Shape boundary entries

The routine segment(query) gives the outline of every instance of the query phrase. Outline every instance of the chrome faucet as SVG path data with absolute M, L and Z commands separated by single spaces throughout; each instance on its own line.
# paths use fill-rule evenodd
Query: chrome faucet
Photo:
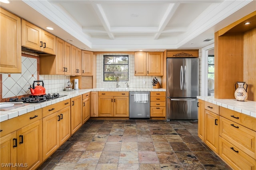
M 129 85 L 128 84 L 128 82 L 126 82 L 124 83 L 125 84 L 126 84 L 126 88 L 129 88 Z
M 116 77 L 116 88 L 118 88 L 120 85 L 118 85 L 118 82 L 119 82 L 119 78 L 118 76 Z

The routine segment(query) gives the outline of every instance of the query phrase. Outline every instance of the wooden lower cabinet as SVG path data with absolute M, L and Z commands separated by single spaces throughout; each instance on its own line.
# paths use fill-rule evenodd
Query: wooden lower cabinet
M 199 99 L 197 106 L 198 107 L 198 135 L 200 139 L 204 141 L 204 102 Z
M 73 135 L 82 124 L 82 95 L 71 98 L 71 135 Z
M 90 117 L 90 93 L 87 93 L 83 94 L 83 124 Z
M 129 92 L 99 92 L 99 117 L 129 117 Z
M 220 156 L 234 170 L 256 169 L 256 160 L 221 137 Z
M 205 110 L 204 142 L 213 151 L 219 153 L 219 133 L 220 116 Z

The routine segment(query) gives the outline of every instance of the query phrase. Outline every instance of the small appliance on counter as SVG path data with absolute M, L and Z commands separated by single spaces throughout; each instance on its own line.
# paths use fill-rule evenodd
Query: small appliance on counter
M 69 81 L 67 83 L 67 85 L 66 85 L 65 89 L 64 90 L 65 91 L 74 91 L 74 89 L 72 89 L 73 87 L 73 83 L 70 82 Z

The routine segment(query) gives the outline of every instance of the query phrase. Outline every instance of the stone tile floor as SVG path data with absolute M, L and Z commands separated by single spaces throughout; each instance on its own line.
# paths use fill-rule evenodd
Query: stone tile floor
M 89 119 L 38 170 L 231 170 L 197 121 Z

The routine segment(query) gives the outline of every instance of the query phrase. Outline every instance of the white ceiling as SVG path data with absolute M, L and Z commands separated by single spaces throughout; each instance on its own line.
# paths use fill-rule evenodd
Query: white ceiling
M 203 41 L 214 32 L 256 10 L 251 0 L 10 0 L 1 6 L 94 51 L 198 49 L 214 43 Z

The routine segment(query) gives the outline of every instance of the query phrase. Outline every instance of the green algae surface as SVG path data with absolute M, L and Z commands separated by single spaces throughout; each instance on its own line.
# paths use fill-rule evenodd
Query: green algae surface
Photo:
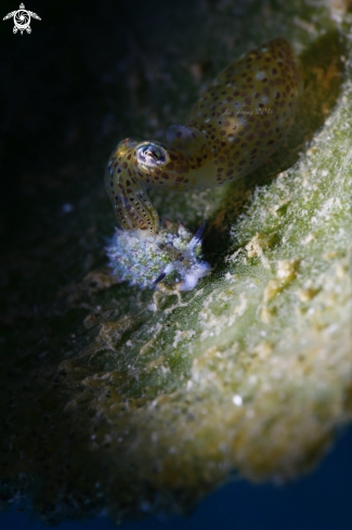
M 213 271 L 190 293 L 109 274 L 103 171 L 70 224 L 58 218 L 21 267 L 18 250 L 9 254 L 2 497 L 30 493 L 48 521 L 186 510 L 233 473 L 289 480 L 351 419 L 352 16 L 334 2 L 195 5 L 173 17 L 172 44 L 144 65 L 148 90 L 143 66 L 132 68 L 128 108 L 110 103 L 118 125 L 106 153 L 117 133 L 156 138 L 184 122 L 234 52 L 277 35 L 301 61 L 296 122 L 245 181 L 153 196 L 161 216 L 191 230 L 207 220 Z M 119 131 L 128 124 L 135 129 Z

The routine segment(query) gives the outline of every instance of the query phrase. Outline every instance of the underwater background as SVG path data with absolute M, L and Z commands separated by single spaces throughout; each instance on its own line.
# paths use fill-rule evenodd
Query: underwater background
M 17 10 L 17 3 L 2 2 L 1 17 Z M 317 307 L 327 307 L 324 322 L 315 322 L 314 333 L 307 339 L 312 356 L 307 354 L 305 364 L 300 359 L 302 365 L 298 369 L 296 358 L 289 364 L 292 372 L 287 372 L 287 378 L 291 377 L 295 384 L 288 390 L 278 378 L 277 395 L 268 389 L 262 395 L 259 384 L 255 391 L 245 388 L 250 399 L 253 396 L 256 399 L 258 390 L 263 415 L 259 405 L 258 415 L 248 416 L 236 450 L 229 453 L 224 450 L 219 466 L 213 448 L 219 441 L 218 432 L 225 445 L 223 440 L 234 424 L 230 413 L 226 416 L 226 405 L 222 408 L 222 398 L 227 396 L 222 390 L 235 392 L 244 379 L 255 380 L 257 376 L 260 382 L 266 378 L 272 383 L 270 377 L 275 370 L 270 364 L 272 350 L 260 345 L 251 352 L 253 363 L 256 359 L 261 363 L 255 366 L 255 373 L 247 377 L 244 354 L 243 364 L 237 371 L 233 369 L 236 377 L 226 379 L 232 364 L 225 361 L 232 362 L 233 357 L 227 342 L 233 337 L 229 338 L 227 332 L 217 335 L 216 329 L 227 326 L 229 315 L 240 310 L 244 298 L 236 286 L 231 290 L 221 283 L 222 277 L 230 274 L 230 281 L 237 285 L 238 267 L 239 273 L 247 274 L 246 268 L 256 271 L 255 283 L 275 282 L 265 275 L 263 249 L 264 254 L 272 248 L 274 253 L 277 244 L 271 236 L 257 237 L 258 227 L 245 228 L 245 235 L 240 227 L 233 230 L 231 234 L 235 235 L 229 243 L 230 227 L 237 216 L 250 211 L 250 201 L 259 199 L 258 216 L 263 217 L 264 210 L 274 211 L 277 221 L 274 229 L 278 230 L 278 223 L 286 222 L 286 212 L 290 215 L 290 202 L 285 196 L 279 205 L 273 206 L 272 197 L 264 196 L 268 190 L 272 193 L 274 174 L 282 171 L 277 184 L 281 190 L 286 186 L 286 169 L 295 164 L 295 179 L 304 171 L 323 174 L 326 160 L 323 157 L 314 160 L 320 150 L 328 155 L 329 148 L 336 157 L 327 177 L 331 180 L 330 176 L 342 168 L 346 182 L 351 185 L 351 135 L 346 118 L 352 108 L 351 2 L 28 0 L 25 9 L 41 18 L 31 20 L 30 35 L 14 35 L 12 18 L 1 21 L 0 25 L 0 528 L 37 530 L 45 521 L 57 523 L 58 530 L 104 530 L 114 528 L 106 517 L 108 513 L 126 530 L 218 526 L 239 530 L 350 529 L 351 250 L 342 229 L 351 227 L 352 216 L 351 209 L 342 208 L 340 203 L 337 204 L 340 214 L 334 210 L 328 219 L 329 229 L 324 232 L 317 224 L 314 234 L 316 241 L 322 240 L 329 258 L 336 259 L 336 276 L 324 276 L 320 266 L 314 272 L 315 263 L 312 264 L 313 277 L 314 274 L 323 277 L 322 284 L 325 282 L 328 287 L 337 286 L 336 297 L 331 298 L 333 303 L 323 296 L 318 299 L 324 285 L 308 284 L 300 290 L 300 302 L 307 305 L 302 320 L 308 322 L 313 314 L 311 300 L 317 300 Z M 180 212 L 182 221 L 193 230 L 204 217 L 209 218 L 205 251 L 207 259 L 216 263 L 216 273 L 199 288 L 205 285 L 206 292 L 211 293 L 211 282 L 219 282 L 214 295 L 219 306 L 212 309 L 212 301 L 207 299 L 210 310 L 203 311 L 207 316 L 200 318 L 199 324 L 192 320 L 199 309 L 197 300 L 192 306 L 193 294 L 183 299 L 184 308 L 183 300 L 175 300 L 177 297 L 166 300 L 160 296 L 153 300 L 166 316 L 160 322 L 148 321 L 143 311 L 153 301 L 151 293 L 115 285 L 106 270 L 104 246 L 115 225 L 103 184 L 109 152 L 127 135 L 160 139 L 168 125 L 183 124 L 199 90 L 232 56 L 278 35 L 292 41 L 297 53 L 302 52 L 308 75 L 303 111 L 284 154 L 259 171 L 257 180 L 238 184 L 239 191 L 210 191 L 198 197 L 154 196 L 161 215 L 170 212 L 178 220 Z M 341 121 L 330 120 L 338 113 Z M 336 129 L 330 132 L 328 126 L 331 130 L 336 126 L 338 132 L 334 132 Z M 310 143 L 324 131 L 326 137 L 321 144 Z M 300 159 L 301 168 L 297 166 Z M 295 180 L 294 177 L 288 180 Z M 315 195 L 311 198 L 318 218 L 322 199 L 316 190 L 328 198 L 330 192 L 327 181 L 316 180 L 313 184 Z M 262 185 L 263 192 L 257 193 L 256 185 Z M 303 179 L 297 188 L 304 185 L 308 186 Z M 350 189 L 347 184 L 342 188 L 341 184 L 346 202 L 341 198 L 341 204 L 348 204 Z M 292 209 L 299 211 L 299 207 L 294 205 Z M 299 221 L 298 216 L 287 224 L 299 227 Z M 351 231 L 349 234 L 351 242 Z M 236 253 L 246 246 L 247 236 L 251 241 L 248 259 L 238 264 Z M 299 247 L 297 240 L 299 233 L 292 237 L 294 253 L 295 245 Z M 231 256 L 230 268 L 224 270 L 226 253 Z M 292 263 L 289 282 L 295 283 L 295 260 Z M 283 292 L 284 299 L 289 282 L 270 285 L 279 295 Z M 343 285 L 340 292 L 339 282 Z M 222 298 L 224 293 L 227 298 Z M 240 303 L 234 310 L 231 300 L 237 300 L 237 295 Z M 288 293 L 281 303 L 292 298 Z M 271 303 L 270 298 L 262 313 L 269 327 L 282 310 L 279 302 L 275 307 Z M 277 336 L 282 333 L 285 345 L 295 345 L 300 336 L 303 344 L 305 336 L 300 328 L 296 329 L 296 324 L 291 326 L 292 335 L 289 333 L 290 319 L 294 322 L 296 313 L 291 306 L 288 308 L 283 320 L 285 331 L 278 325 L 275 333 Z M 253 325 L 247 334 L 250 337 L 257 323 L 246 319 L 245 315 L 239 322 L 239 328 Z M 203 344 L 198 335 L 193 339 L 193 331 L 186 327 L 188 322 L 195 328 L 198 324 L 204 326 L 203 336 L 208 340 L 204 364 L 203 361 L 192 364 L 192 356 L 198 359 Z M 237 322 L 232 322 L 229 327 L 235 329 L 235 325 Z M 170 326 L 175 331 L 177 346 L 181 345 L 180 356 L 170 356 L 170 361 L 153 357 L 155 337 L 149 333 L 153 329 L 160 333 L 160 344 L 167 351 Z M 99 339 L 94 335 L 96 329 L 102 329 Z M 320 333 L 325 329 L 335 334 L 331 344 L 329 334 Z M 140 366 L 140 372 L 130 372 L 130 366 L 123 363 L 118 371 L 114 365 L 114 348 L 118 345 L 128 350 L 130 337 L 136 337 L 136 344 L 145 351 L 147 362 Z M 240 340 L 239 337 L 238 344 Z M 212 357 L 214 352 L 219 354 L 216 351 L 219 345 L 227 356 L 223 365 Z M 240 348 L 247 346 L 246 342 Z M 128 354 L 132 358 L 134 353 Z M 155 471 L 153 455 L 159 463 L 168 452 L 161 447 L 160 453 L 154 453 L 146 411 L 156 400 L 155 389 L 165 391 L 165 416 L 157 417 L 157 428 L 165 434 L 169 449 L 169 438 L 172 441 L 180 436 L 177 429 L 172 430 L 175 427 L 171 419 L 182 416 L 194 404 L 182 401 L 182 382 L 191 366 L 200 379 L 203 392 L 198 388 L 201 396 L 196 396 L 195 406 L 204 400 L 209 425 L 198 424 L 199 430 L 191 430 L 190 439 L 182 435 L 181 458 L 173 460 L 174 453 L 170 453 L 168 473 L 157 475 L 155 482 L 153 478 L 149 483 L 149 475 Z M 105 384 L 104 377 L 109 372 L 115 374 L 115 386 L 107 389 L 110 380 Z M 143 391 L 139 383 L 142 379 Z M 214 395 L 209 391 L 209 398 L 208 383 L 212 380 L 216 387 L 219 383 L 219 388 Z M 278 395 L 285 396 L 276 410 Z M 131 424 L 128 406 L 135 414 Z M 275 409 L 272 415 L 266 415 L 269 409 Z M 192 410 L 190 415 L 198 412 Z M 122 418 L 121 428 L 131 427 L 121 450 L 114 430 L 116 417 Z M 235 416 L 237 421 L 243 425 L 240 416 Z M 90 443 L 96 437 L 92 451 L 91 445 L 87 450 L 84 437 Z M 238 460 L 232 460 L 237 451 Z M 277 464 L 275 458 L 281 451 L 284 456 L 282 460 L 278 456 Z M 102 482 L 106 480 L 105 493 L 94 496 L 96 476 L 101 476 Z M 225 483 L 229 477 L 230 482 Z M 262 483 L 253 484 L 257 480 Z M 116 492 L 119 499 L 115 510 Z M 178 509 L 185 515 L 172 515 Z

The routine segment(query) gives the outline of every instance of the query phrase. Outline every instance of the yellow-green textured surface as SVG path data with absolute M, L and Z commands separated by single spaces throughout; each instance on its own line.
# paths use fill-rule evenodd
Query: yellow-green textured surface
M 32 246 L 23 282 L 48 286 L 54 301 L 38 319 L 29 295 L 8 298 L 6 322 L 19 318 L 9 345 L 23 331 L 1 361 L 5 494 L 31 488 L 49 520 L 185 509 L 233 471 L 287 480 L 309 470 L 350 421 L 351 22 L 348 2 L 199 0 L 155 35 L 162 53 L 140 53 L 112 103 L 106 151 L 86 155 L 82 174 L 121 138 L 183 124 L 200 87 L 278 35 L 304 76 L 296 122 L 245 181 L 153 194 L 161 216 L 193 230 L 207 220 L 213 272 L 190 293 L 114 283 L 103 172 L 76 224 Z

Short exercise
Scale the part that opens with the line containing "of the stone" and closes with the line containing "M 89 119 L 38 170 L 231 170 L 197 121 Z". Write out each of those lines again, requests included, with every coordinate in the answer paths multiplied by 1.5 and rounded to a whole number, halves going up.

Result of this task
The routine segment(query) gives the outline of every instance of the query phrase. Outline every instance of the stone tile floor as SVG path data with absolute M, L and Z commands separated by single spaces throughout; each instance on its own line.
# paths use fill-rule evenodd
Query: stone tile floor
M 134 179 L 57 255 L 347 255 L 296 182 Z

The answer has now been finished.